◆ **TO DO**: Omit images. Retype all entries verbatim.

◆ **EXCERPTED DATA**:

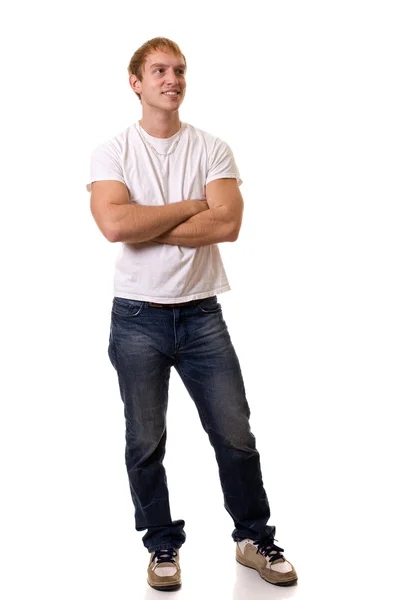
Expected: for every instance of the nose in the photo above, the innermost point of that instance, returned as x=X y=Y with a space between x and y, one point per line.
x=171 y=76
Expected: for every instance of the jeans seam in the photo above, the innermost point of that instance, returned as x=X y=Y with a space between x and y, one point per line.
x=199 y=408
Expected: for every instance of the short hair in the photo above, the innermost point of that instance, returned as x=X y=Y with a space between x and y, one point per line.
x=136 y=64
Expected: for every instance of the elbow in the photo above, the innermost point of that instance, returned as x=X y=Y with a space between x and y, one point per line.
x=111 y=233
x=233 y=232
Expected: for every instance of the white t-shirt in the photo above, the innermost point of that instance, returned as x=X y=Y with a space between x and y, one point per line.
x=155 y=272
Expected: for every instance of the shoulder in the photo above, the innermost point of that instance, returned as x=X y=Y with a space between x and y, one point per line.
x=114 y=145
x=213 y=142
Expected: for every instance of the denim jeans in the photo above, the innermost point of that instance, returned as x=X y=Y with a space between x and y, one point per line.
x=145 y=342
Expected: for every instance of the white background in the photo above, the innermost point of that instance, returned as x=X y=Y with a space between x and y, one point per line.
x=307 y=95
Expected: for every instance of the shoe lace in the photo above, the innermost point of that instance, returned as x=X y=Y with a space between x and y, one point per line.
x=165 y=555
x=268 y=548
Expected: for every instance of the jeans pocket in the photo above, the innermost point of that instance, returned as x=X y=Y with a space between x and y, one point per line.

◆ **OUTPUT OF THE EXERCISE**:
Expected: for every instance of the nose in the photo above, the innermost point of that instance, returned as x=X y=Y with a space between x and y, one point per line.
x=171 y=76
Expected: for every instance of the jeans seam in the photo above, the innermost point of that instance, returned as x=X y=Y with a space between x and y, one point per line.
x=199 y=408
Expected: for every instance of the short hair in the photo above, the innermost point of that instance, returned as x=X y=Y with a space between x and y, one point per line.
x=136 y=64
Expected: for every instance of the elbow in the photo above, the innermost point of that instance, returned as x=X y=Y with a space between x and y, one point per line.
x=111 y=233
x=233 y=232
Expected: for every instance of the white t-shirt in the photo above, the innermost point of that instance, returned as x=X y=Y with a space between x and y, one point per line.
x=155 y=272
Expected: for every instance of the shoulder in the photo above, the innermost point of that instance, returned as x=X y=Y with a space between x and y, one point per line.
x=114 y=145
x=213 y=142
Expected: for every instance of the denim jeans in the photo above, the innermost point of that instance, returned as x=X y=Y with a space between x and y, one point per line.
x=145 y=342
Expected: for every instance of the white background in the photo above, the innermost point of that instance, returned as x=X y=Y with a space between x and y, one point per line.
x=307 y=95
Expected: for every instance of the shoe lace in the photo above, the innermost point of that instance, returned as x=X y=Y with a space between x and y, one point per line.
x=165 y=555
x=268 y=548
Expected: for every instance of the jeans pocket in the photo above, the innermost point of that instance, returned as x=X y=Y with a space between x and y, one point per line.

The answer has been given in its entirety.